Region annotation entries

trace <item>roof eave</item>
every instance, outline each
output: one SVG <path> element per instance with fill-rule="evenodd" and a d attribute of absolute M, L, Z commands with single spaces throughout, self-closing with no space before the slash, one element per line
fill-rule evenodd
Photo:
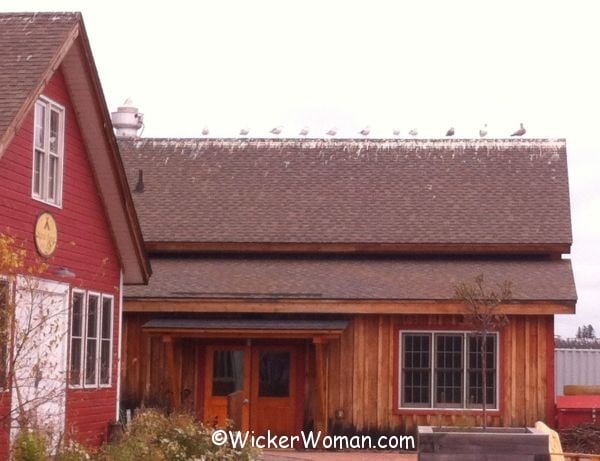
<path fill-rule="evenodd" d="M 146 284 L 152 273 L 150 261 L 81 18 L 79 38 L 64 57 L 63 74 L 79 124 L 86 127 L 82 136 L 121 256 L 123 282 Z"/>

- _Aim_
Turn every line of the entries above into a numbered list, dropping blank lines and leaving the pictures out.

- _Written answer_
1. trace <item>roof eave</item>
2. every instance, outline each
3. output: one SVG <path> element per instance with fill-rule="evenodd" and a d attribute of absolute M, L, Z commands with single spaces throughout, self-closing with no space before the slash, one element per line
4. fill-rule evenodd
5. Photo:
6. <path fill-rule="evenodd" d="M 146 284 L 152 273 L 150 261 L 81 18 L 79 38 L 64 57 L 63 74 L 79 124 L 86 127 L 82 136 L 121 256 L 123 282 Z"/>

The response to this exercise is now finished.